A strategic block is a three-hour period during which you accept no interruptions – no phone calls, no emails, no quick chats with Janet in the next cubicle. You focus all of your attention on your key strategic activities, whether that means sales calls, writing proposals or closing deals.
Buffer blocks are times set aside to efficiently deal with all interruptions in one go. For an hour, once or twice a day, you can blast through your emails, respond to your voicemails and catch up with Bob in accounts.
Breakout blocks help keep us sane and productive. It’s easy to get sucked into working longer and longer hours, but it’s terrible for productivity. A three-hour breakout block, once a week, during normal working hours but spent away from your business, will help you stay fresh, focused and energetic.
When you plan your week, schedule in these blocks. Then schedule in all your other key actions from your week plan. Your calendar will look pretty full – but that’s okay! The things you’ve scheduled are the critical tasks that’ll keep you moving toward your goals.
The 12 Week Year Key Idea #8: Embrace positive accountability and take ownership for your own success.
When we’re struggling with something – a hectic period in the office, say, or an overwhelming amount of academic work – it’s easy to blame our circumstances. We say things like, “I’m just too busy with these projects to make my sales calls,” or, “I’ll quit the cigarettes when the stress of these exams is over.”
But the reality is this: until we throw off a victim mind-set and take ownership of our actions, we stand no chance of improving our results.
Take Dustin Carter. As a kid, his arms and legs were amputated to save his life from a severe blood infection. Now, it would have been easy, considering this horrendous setback, for Carter to sink into a stupor of self-pity. But he didn’t. Instead of casting himself as a victim, he learned to thrive, and made a decision that seemed a little crazy: he decided to pursue his dream of becoming a wrestler. And, through years of painful, hard training, he did become a success, wrestling able-bodied competitors and inspiring millions.
Whatever your goals are, you’ll find yourself in situations that make it harder to reach them, be it a busy time at work, a family problem or health issues. But Dustin reminds us that, though you can’t control your circumstances, you can control how you react to them. This ability is what people call accountability – the willingness to accept what you can control and take ownership of it.
By taking accountability for your own results, your focus will shift toward improving them.

§ **SUPPLIED DATA**:
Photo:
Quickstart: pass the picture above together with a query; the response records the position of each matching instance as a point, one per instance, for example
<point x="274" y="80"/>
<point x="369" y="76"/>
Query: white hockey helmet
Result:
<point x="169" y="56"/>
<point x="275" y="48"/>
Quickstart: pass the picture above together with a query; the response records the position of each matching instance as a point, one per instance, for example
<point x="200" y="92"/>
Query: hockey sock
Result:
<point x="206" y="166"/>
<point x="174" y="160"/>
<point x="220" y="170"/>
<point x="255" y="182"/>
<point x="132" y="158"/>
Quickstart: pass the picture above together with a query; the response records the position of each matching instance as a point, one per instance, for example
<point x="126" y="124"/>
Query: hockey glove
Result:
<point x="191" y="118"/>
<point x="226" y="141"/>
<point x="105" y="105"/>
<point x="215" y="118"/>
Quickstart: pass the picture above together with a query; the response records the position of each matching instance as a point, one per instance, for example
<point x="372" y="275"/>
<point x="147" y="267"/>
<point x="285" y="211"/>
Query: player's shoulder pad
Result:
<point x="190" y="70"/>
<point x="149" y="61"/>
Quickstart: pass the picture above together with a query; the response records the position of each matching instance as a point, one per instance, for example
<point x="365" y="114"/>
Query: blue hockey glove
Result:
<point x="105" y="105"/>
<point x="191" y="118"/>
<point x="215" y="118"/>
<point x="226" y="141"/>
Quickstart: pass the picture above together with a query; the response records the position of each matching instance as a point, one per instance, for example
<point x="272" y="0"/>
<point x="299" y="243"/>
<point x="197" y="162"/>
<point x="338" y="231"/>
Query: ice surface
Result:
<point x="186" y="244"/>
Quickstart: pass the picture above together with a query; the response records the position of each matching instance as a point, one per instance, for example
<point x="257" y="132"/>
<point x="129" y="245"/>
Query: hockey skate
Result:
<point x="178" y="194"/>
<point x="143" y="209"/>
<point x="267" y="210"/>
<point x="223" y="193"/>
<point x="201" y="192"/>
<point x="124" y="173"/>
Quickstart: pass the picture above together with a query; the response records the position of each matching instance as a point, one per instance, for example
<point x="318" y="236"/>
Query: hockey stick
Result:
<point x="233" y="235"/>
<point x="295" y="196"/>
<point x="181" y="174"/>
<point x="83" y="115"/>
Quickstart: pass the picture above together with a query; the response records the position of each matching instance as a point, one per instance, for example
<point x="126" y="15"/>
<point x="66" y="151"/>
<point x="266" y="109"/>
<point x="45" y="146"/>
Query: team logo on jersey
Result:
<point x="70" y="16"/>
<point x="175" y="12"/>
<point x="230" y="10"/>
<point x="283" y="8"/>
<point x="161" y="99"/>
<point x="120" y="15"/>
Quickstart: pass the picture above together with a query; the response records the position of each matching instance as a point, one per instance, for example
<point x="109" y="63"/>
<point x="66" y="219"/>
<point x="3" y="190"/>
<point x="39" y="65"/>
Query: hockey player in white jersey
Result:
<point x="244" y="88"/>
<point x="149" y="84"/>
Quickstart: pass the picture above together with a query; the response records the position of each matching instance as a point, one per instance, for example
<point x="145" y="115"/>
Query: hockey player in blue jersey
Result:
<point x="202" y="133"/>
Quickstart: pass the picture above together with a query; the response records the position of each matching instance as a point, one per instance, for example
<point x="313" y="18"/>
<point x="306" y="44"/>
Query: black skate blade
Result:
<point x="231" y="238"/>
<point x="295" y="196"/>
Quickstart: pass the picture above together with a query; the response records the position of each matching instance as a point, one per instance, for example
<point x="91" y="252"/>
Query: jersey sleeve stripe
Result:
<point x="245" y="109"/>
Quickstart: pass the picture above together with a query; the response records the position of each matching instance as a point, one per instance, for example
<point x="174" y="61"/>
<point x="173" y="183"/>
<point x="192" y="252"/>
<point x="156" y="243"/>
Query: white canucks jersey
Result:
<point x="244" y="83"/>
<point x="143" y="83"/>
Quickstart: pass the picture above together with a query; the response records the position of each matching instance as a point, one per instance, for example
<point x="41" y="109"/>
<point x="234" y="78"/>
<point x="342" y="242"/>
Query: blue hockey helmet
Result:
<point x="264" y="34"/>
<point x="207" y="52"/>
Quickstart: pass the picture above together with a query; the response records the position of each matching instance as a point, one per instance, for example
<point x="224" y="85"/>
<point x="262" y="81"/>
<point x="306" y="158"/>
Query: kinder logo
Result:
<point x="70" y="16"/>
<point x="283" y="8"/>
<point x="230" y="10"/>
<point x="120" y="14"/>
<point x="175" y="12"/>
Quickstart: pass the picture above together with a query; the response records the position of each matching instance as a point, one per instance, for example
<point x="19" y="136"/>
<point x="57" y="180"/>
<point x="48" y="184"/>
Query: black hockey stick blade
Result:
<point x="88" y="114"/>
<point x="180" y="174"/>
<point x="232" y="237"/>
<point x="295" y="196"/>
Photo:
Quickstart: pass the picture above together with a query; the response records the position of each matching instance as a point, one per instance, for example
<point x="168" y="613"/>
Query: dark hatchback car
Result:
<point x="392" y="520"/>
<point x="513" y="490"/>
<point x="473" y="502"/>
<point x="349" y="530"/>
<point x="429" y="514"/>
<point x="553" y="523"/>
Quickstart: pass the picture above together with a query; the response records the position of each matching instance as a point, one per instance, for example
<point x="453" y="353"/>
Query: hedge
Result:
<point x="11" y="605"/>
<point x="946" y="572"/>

§ **EXERCISE PROMPT**: Carry on the passage about time blocks and taking ownership of your results from its final sentence.

§ **TASK RESULT**:
Really, failure is just a form of feedback. Once you accept that your poor sales figures are a result of your actions, you can quickly decide to change those actions, and see your sales figures change, too. In the words of Lou Cassara, a financial advisor and business expert, “If you want something you don’t currently have, you need to do something you’re not currently doing.”
Society generally associates accountability with blame. If someone commits some blameworthy blunder, we hold them accountable. But real accountability isn’t about blame; it’s about accepting ownership for your actions and your outcomes. Embracing that shift in thinking is a major move toward more success.
In Review: The 12 Week Year Book Summary
The key message in this book summary:
The 12 Week Year is a system that should help you achieve your goals by helping you execute more effectively. It will help you speed up your execution cycle, cut out the slack in your annual plan and encourage you to measure and face up to reality. But it will only work if you really engage and commit to it, so get to work! Draft your vision, your goals and your 12-week plan today.
Actionable advice:
Break down major tasks into more manageable chunks
When you have multiple big tasks ahead of you, it can feel overwhelming. But research shows that when you think a goal is manageable, you are more likely to achieve it. So if the key actions in your 12-week plan look a little intimidating, work on breaking them down. Write out the individual steps involved in writing a proposal or securing a new business deal. The kick you’ll get out of chalking up executed tasks and making visible progress will be a great motivator!